■ SOURCE RECORDS ■
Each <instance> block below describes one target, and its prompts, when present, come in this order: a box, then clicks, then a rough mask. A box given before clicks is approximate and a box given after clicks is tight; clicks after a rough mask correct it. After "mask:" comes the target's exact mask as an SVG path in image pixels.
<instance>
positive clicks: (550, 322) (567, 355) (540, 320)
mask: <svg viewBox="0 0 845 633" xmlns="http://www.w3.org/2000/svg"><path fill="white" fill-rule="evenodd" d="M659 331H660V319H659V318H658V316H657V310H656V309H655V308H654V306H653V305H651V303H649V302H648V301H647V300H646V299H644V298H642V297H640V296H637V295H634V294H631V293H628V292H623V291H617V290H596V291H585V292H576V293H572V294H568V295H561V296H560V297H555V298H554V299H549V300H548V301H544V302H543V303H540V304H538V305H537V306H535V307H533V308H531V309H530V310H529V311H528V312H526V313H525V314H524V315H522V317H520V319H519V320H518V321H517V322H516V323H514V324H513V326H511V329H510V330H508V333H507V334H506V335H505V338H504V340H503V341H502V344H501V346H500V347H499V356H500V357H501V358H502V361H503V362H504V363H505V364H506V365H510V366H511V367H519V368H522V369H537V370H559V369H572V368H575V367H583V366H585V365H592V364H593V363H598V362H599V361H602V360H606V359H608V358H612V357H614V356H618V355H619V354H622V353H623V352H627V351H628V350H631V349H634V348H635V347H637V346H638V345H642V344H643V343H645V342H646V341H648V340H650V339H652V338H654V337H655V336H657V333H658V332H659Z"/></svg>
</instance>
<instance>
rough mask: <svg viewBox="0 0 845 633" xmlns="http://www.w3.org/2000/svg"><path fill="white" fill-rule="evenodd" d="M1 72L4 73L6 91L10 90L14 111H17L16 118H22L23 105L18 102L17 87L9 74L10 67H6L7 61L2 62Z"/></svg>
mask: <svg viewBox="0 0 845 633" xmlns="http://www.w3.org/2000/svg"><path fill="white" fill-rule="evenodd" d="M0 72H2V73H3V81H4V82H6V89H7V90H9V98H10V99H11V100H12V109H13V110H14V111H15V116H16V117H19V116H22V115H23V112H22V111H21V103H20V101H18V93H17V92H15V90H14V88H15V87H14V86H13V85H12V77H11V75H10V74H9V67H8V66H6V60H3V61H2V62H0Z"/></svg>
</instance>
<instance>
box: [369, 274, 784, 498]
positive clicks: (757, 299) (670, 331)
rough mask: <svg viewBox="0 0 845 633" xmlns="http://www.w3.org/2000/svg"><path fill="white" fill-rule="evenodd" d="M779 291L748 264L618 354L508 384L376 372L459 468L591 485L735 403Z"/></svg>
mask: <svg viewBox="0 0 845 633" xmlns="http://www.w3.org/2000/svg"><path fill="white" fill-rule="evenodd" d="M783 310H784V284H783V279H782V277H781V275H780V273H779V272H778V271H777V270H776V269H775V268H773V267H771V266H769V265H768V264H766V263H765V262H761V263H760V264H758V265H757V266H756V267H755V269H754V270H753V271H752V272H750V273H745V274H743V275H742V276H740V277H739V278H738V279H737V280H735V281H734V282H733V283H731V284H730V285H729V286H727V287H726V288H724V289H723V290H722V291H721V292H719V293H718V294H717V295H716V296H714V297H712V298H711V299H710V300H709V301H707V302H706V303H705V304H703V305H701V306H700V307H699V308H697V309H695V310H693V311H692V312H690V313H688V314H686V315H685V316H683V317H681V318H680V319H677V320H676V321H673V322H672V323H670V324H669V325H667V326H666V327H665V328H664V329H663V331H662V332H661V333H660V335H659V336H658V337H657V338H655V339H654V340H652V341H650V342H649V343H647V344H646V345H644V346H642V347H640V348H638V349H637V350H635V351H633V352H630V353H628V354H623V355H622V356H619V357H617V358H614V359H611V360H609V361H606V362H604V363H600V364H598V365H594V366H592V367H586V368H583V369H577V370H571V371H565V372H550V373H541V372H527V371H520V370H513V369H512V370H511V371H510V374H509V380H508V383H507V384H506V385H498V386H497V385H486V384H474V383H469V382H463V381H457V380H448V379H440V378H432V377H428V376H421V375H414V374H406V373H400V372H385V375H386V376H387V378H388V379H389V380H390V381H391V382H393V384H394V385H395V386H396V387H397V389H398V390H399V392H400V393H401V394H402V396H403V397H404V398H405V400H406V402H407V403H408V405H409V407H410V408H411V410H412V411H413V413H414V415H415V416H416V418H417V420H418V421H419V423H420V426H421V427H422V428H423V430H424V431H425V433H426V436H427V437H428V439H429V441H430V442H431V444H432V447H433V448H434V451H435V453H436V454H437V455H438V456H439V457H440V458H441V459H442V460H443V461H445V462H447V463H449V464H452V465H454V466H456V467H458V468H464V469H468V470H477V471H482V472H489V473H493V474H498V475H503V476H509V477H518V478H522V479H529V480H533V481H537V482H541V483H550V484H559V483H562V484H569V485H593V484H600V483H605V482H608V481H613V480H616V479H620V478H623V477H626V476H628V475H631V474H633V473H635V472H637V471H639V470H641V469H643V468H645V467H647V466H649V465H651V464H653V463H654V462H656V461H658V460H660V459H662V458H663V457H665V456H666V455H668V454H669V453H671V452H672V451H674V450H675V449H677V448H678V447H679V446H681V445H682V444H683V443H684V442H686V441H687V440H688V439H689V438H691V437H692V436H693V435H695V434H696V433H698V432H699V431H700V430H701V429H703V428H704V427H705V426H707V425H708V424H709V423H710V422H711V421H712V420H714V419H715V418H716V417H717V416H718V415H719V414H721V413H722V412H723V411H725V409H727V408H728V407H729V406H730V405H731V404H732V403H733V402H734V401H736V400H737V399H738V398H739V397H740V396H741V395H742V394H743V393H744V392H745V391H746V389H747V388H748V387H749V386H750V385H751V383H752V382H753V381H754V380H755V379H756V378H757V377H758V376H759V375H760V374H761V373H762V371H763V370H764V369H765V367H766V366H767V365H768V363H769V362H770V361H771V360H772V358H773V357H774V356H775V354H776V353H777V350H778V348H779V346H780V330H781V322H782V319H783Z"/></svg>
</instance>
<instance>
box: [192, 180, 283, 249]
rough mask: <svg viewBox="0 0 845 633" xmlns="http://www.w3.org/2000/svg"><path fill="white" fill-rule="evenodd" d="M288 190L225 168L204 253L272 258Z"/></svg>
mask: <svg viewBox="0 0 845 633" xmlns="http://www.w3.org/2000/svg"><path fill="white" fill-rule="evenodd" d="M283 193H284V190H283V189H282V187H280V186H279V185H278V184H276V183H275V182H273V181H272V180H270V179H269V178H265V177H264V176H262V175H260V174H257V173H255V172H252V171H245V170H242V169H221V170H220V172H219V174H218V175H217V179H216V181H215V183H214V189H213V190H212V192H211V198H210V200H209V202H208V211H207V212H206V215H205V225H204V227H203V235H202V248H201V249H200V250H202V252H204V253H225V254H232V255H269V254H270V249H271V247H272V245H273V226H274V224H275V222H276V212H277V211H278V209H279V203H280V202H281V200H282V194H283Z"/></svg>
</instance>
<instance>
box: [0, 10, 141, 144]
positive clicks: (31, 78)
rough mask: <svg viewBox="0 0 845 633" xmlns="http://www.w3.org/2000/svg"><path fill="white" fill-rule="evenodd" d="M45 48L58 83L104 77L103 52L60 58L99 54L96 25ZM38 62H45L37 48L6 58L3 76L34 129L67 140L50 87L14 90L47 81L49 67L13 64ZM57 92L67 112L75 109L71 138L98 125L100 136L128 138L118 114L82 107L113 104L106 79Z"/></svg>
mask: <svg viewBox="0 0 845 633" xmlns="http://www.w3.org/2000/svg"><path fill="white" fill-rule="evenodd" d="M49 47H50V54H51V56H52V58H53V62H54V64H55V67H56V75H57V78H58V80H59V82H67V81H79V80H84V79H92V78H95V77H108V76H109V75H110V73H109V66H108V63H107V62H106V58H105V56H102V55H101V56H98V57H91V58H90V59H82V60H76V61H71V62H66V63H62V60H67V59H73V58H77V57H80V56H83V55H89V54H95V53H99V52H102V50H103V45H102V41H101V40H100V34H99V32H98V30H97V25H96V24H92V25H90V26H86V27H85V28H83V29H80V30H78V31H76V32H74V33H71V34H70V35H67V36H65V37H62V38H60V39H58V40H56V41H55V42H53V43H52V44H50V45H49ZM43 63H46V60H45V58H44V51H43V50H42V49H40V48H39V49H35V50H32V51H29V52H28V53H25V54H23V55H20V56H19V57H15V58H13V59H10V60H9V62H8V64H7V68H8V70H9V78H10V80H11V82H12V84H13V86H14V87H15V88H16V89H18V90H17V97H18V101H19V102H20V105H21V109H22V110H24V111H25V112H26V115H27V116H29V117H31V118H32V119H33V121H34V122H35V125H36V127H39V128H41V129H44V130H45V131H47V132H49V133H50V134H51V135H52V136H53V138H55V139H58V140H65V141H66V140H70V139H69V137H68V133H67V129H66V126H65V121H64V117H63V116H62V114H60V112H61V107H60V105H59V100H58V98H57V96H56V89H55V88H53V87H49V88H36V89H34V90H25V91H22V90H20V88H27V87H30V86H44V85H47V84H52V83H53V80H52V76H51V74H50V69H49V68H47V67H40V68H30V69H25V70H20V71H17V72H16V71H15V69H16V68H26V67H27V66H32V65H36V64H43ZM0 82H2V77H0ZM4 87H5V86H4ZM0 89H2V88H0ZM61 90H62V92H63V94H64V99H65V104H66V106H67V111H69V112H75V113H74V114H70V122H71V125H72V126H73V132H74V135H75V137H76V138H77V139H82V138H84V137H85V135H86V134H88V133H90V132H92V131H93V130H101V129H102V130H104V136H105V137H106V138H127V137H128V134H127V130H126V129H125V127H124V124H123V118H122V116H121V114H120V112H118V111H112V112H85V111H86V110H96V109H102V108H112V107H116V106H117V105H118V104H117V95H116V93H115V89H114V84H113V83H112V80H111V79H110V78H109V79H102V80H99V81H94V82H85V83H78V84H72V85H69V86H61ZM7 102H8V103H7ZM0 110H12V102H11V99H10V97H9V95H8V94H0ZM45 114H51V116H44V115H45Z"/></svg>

■ BRIEF ■
Rewrite the material from its first line through the line containing "positive clicks: (550, 322)", inclusive, substituting "points" for each "clicks" and leaving everything else unchanged.

■ FINISHED TASK ■
Each <instance> block below describes one target, and its prompts, when present, come in this order: a box, then points, then a rough mask. A box given before points is approximate and a box given after points is tight; points after a rough mask correct it. After "mask:" comes the target's exact mask as an SVG path in image pixels.
<instance>
positive points: (550, 322) (567, 355) (540, 320)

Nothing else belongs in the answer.